> What to do: Every entry needs to be printed exactly, please.

> Input for this task:
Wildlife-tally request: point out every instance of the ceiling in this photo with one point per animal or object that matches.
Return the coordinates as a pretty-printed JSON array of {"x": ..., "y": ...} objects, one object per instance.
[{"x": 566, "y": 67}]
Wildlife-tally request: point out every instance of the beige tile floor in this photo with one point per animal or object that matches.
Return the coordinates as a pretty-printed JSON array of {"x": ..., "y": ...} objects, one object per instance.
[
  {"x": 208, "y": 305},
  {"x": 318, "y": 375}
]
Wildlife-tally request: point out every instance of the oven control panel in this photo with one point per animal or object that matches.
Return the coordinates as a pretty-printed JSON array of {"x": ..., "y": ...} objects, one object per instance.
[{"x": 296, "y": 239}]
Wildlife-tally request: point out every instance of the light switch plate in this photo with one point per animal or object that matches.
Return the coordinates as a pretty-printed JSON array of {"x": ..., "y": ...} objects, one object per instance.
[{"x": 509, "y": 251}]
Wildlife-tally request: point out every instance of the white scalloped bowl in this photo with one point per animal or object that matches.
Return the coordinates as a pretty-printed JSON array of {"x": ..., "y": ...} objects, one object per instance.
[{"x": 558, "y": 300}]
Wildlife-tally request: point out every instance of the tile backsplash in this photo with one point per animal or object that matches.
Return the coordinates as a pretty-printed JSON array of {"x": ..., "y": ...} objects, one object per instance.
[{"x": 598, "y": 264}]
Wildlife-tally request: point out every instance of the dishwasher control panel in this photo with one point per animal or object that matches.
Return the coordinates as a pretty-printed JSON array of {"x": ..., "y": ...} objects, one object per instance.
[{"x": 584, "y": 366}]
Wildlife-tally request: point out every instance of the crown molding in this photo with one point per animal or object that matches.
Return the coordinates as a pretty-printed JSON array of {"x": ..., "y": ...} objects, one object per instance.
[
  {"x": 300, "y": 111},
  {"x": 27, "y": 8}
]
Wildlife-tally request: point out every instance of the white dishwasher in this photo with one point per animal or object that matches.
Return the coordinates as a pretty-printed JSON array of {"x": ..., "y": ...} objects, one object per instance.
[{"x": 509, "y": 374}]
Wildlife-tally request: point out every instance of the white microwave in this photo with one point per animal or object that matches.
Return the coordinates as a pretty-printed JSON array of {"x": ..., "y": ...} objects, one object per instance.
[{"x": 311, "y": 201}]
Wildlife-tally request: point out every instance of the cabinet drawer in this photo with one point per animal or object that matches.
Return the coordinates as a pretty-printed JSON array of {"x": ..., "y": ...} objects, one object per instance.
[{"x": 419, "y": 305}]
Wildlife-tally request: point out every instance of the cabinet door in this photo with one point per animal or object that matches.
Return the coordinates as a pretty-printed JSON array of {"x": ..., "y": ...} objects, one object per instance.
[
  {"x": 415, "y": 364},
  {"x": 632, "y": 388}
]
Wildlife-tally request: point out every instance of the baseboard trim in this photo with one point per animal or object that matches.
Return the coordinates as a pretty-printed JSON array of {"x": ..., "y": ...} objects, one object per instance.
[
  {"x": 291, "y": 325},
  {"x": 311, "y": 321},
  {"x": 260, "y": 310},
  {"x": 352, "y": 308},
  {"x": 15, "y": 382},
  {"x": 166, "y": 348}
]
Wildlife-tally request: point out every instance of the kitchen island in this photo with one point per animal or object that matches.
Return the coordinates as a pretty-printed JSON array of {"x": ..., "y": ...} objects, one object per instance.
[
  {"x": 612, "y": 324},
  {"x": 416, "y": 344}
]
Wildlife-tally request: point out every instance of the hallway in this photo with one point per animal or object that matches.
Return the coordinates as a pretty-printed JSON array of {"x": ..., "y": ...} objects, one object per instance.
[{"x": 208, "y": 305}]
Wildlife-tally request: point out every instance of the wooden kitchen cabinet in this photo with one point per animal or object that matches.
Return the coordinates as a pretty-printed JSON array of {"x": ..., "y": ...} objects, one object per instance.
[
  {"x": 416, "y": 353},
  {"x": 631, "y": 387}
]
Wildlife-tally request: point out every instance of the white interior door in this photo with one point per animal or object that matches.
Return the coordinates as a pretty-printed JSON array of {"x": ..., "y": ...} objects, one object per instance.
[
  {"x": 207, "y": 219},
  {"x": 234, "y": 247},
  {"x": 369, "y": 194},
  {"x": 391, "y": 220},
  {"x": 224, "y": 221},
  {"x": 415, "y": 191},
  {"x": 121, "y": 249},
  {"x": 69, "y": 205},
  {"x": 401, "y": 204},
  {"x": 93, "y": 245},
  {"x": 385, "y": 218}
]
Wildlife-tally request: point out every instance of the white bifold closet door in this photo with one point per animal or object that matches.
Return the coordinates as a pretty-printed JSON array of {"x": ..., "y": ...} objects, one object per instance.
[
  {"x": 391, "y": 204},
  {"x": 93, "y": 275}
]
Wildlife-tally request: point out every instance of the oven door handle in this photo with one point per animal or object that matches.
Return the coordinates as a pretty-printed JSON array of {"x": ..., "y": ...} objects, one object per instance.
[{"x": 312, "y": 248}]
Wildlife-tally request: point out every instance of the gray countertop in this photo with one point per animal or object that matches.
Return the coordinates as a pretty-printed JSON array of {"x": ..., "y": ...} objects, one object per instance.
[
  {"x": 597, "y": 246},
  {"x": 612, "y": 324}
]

> Complete answer:
Wildlife-tally request: point out every instance of the ceiling in this photo with one point per animal or object that matches.
Return the coordinates as a pretty-printed JSON array of {"x": ..., "y": ...} objects, one object per instance.
[{"x": 566, "y": 67}]
Wildlife-tally request: point out every instance of the beige tile floor in this photo with one point per animal or object that matches.
Return the coordinates as a pretty-printed JSON array of {"x": ..., "y": ...} objects, one object per instance.
[
  {"x": 208, "y": 305},
  {"x": 318, "y": 375}
]
Wildlife-tally request: point out every instance of the oven control panel in this photo with one point per animal or object that matches.
Return the coordinates as a pretty-printed JSON array of {"x": ..., "y": ...} objects, one object per instance.
[{"x": 296, "y": 239}]
Wildlife-tally request: point out every instance of the light switch plate in this photo with one point per animal or object that matches.
Return the coordinates as a pretty-printed JSON array of {"x": ..., "y": ...} objects, one object per instance.
[{"x": 509, "y": 251}]
Wildlife-tally request: point out every instance of the white scalloped bowl in this photo with one point per animal or object that matches.
Return the coordinates as a pretty-printed JSON array of {"x": ..., "y": ...} objects, one object per instance.
[{"x": 558, "y": 300}]
Wildlife-tally request: point out every instance of the tile backsplash in this photo with one point per animal or object that matches.
Return the coordinates as a pretty-printed JSON array of {"x": ..., "y": ...} objects, one object per instance.
[{"x": 598, "y": 264}]
Wildlife-tally request: point out every instance of the dishwasher control panel in this photo with one point per animal or object that matches.
Return the coordinates as a pretty-printed JSON array of {"x": ..., "y": ...} objects, one object per instance.
[{"x": 584, "y": 366}]
Wildlife-tally request: point out every instance of the crown molding in this photo with one point per animal or object that matches.
Return the coordinates as a pretty-printed JSON array of {"x": ..., "y": ...} objects, one object per instance.
[
  {"x": 300, "y": 111},
  {"x": 27, "y": 8}
]
Wildlife-tally request: point out every instance of the white dishwasher in this photo with one point per animal or object that matches.
Return the coordinates as a pretty-printed JSON array of {"x": ..., "y": ...} objects, one object per instance.
[{"x": 509, "y": 374}]
Wildlife-tally request: point out every instance of the white microwave in this photo with one point per animal or object that matches.
Return the coordinates as a pretty-printed JSON array of {"x": ..., "y": ...} objects, one object per instance.
[{"x": 311, "y": 201}]
Wildlife-tally request: point out every instance of the cabinet drawer in this photo with one point per animal or object that matches.
Return the coordinates as a pretty-printed JSON array of {"x": ..., "y": ...} objects, one object per instance.
[{"x": 419, "y": 305}]
Wildlife-tally request: point out every instance of the cabinet door in this photo with one point per animal or object that matches.
Return the coordinates as a pretty-printed JSON array of {"x": ..., "y": ...} objects, one object per instance.
[
  {"x": 415, "y": 364},
  {"x": 632, "y": 388}
]
Wildlife-tally request: point out every instance of the baseboard trim in this photo with one point per animal or object that matches.
Return the coordinates as a pretty-printed JSON array of {"x": ..., "y": ...} objects, one object per instance.
[
  {"x": 291, "y": 325},
  {"x": 311, "y": 321},
  {"x": 260, "y": 310},
  {"x": 352, "y": 308},
  {"x": 15, "y": 382},
  {"x": 166, "y": 348}
]
Wildlife-tally request: point out every instance of the kitchen island in this photo with one point per animal or object that matches.
Return the coordinates as a pretty-printed JSON array of {"x": ..., "y": ...} objects, one object per instance.
[
  {"x": 612, "y": 324},
  {"x": 416, "y": 344}
]
Wildlife-tally request: point out every instance of the hallway in this photo with one point per animal or object that matches.
Return the coordinates as a pretty-printed JSON array of {"x": ..., "y": ...} objects, one object per instance.
[{"x": 208, "y": 305}]
Wildlife-tally request: point out every instance of the wooden kitchen cabinet in this photo with one point per animal or object that matches.
Return the coordinates as a pretty-printed JSON array of {"x": ..., "y": ...} objects, one object per instance.
[
  {"x": 416, "y": 353},
  {"x": 631, "y": 387}
]
Wildlife-tally request: point out every instance of the white interior door in this photo with one point per animal or object that matches.
Return the coordinates as a pretty-printed JSON array of {"x": ..., "y": ...} objects, one object per instance.
[
  {"x": 207, "y": 219},
  {"x": 234, "y": 247},
  {"x": 369, "y": 194},
  {"x": 391, "y": 220},
  {"x": 224, "y": 221},
  {"x": 415, "y": 191},
  {"x": 121, "y": 249},
  {"x": 69, "y": 205},
  {"x": 401, "y": 204},
  {"x": 93, "y": 245},
  {"x": 385, "y": 218}
]
Wildlife-tally request: point out every instance of the white bifold closet door in this photo with one point per animal or object that matches.
Return the coordinates as a pretty-printed JSON array of {"x": ..., "y": ...} objects, one object per instance.
[
  {"x": 391, "y": 204},
  {"x": 93, "y": 275}
]
Wildlife-tally request: point out every instance of the oven door handle in this photo with one point per animal or object that matches.
Return the coordinates as a pretty-printed JSON array of {"x": ..., "y": ...} objects, one object per instance.
[{"x": 312, "y": 248}]
Wildlife-tally request: point out every instance of the gray countertop in this photo with one point per animal or object that matches.
Return the coordinates as a pretty-printed JSON array of {"x": ..., "y": ...} objects, one object per instance.
[
  {"x": 597, "y": 246},
  {"x": 612, "y": 324}
]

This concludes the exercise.